▶ Excerpted passage:
^^^^^^^^
It can be surprisingly difficult for single young professionals to cook meals for themselves (especially when grocery stores tend to refuse to stock perishable ingredients in smaller quantities.) Luckily, Anita Lo, the chef and owner of the late restaurant, Annisa, has done a lot of the hard work for us, drawing on her decades of experience as a professional chef, her upbringing as a child of immigrants, and her extensive travels for a delectable guide on cooking for “a party of one.” Her self-deprecating humor about being alone may hit a little close to home or cause secondhand embarrassment at times, but, more importantly, the lesson here is that cooking for yourself is tantamount to loving yourself.
No one is better at convincing American home cooks to expand their collective pantry than Naz Deravian, the author behind the blog-turned-cookbook Bottom of the Pot. The flowery language and Garden & Gun-esque photography might be a bit over the top, but if this book doesn’t convince you to immediately run out and buy pomegranate molasses, orange blossom water, barberries, dried rose petals, and musir, you might as well hang up your apron and call it a day.
^^^^^^^^
▶ Extracted entries:

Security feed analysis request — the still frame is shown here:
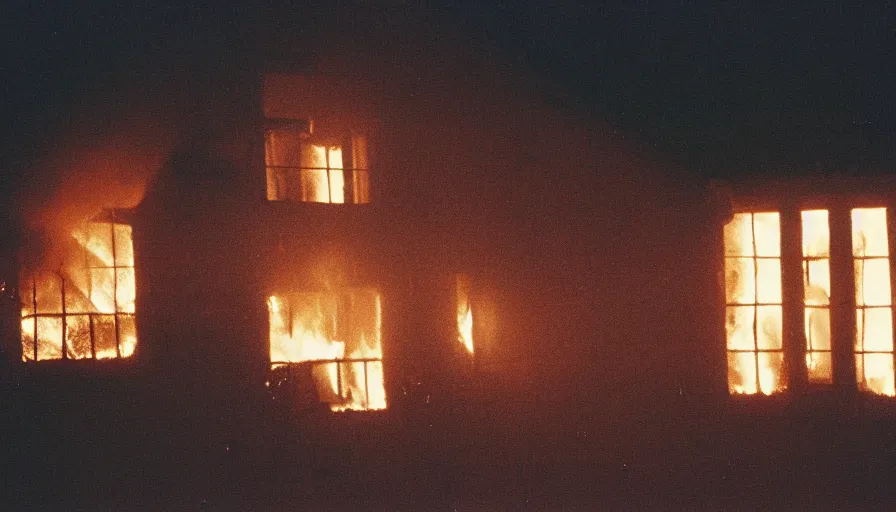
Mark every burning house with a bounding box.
[0,3,896,508]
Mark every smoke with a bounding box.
[16,77,186,268]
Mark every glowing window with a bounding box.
[852,208,896,396]
[268,288,386,411]
[725,212,785,395]
[20,218,137,361]
[265,123,370,204]
[801,210,833,384]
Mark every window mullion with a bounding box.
[829,205,856,391]
[781,206,808,391]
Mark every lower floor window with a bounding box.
[268,288,386,411]
[724,208,896,396]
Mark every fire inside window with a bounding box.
[265,122,370,204]
[268,288,386,411]
[457,274,473,355]
[21,218,137,361]
[725,208,896,396]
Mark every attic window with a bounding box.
[20,216,137,361]
[265,121,370,204]
[725,208,896,396]
[268,288,386,411]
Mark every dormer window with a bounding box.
[265,120,370,204]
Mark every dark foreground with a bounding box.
[0,376,896,511]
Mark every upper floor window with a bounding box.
[265,120,370,204]
[456,274,473,355]
[20,215,137,361]
[724,207,896,396]
[268,288,386,411]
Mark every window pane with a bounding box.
^^^^^^^^
▶ Task: In the cookbook reviews, starting at "It can be surprisingly" and ending at "to loving yourself.", swap "grocery stores" for "supermarkets" and write out that stretch. None of the tasks use the lines after the text.

▶ Solution to the exercise:
It can be surprisingly difficult for single young professionals to cook meals for themselves (especially when supermarkets tend to refuse to stock perishable ingredients in smaller quantities.) Luckily, Anita Lo, the chef and owner of the late restaurant, Annisa, has done a lot of the hard work for us, drawing on her decades of experience as a professional chef, her upbringing as a child of immigrants, and her extensive travels for a delectable guide on cooking for “a party of one.” Her self-deprecating humor about being alone may hit a little close to home or cause secondhand embarrassment at times, but, more importantly, the lesson here is that cooking for yourself is tantamount to loving yourself.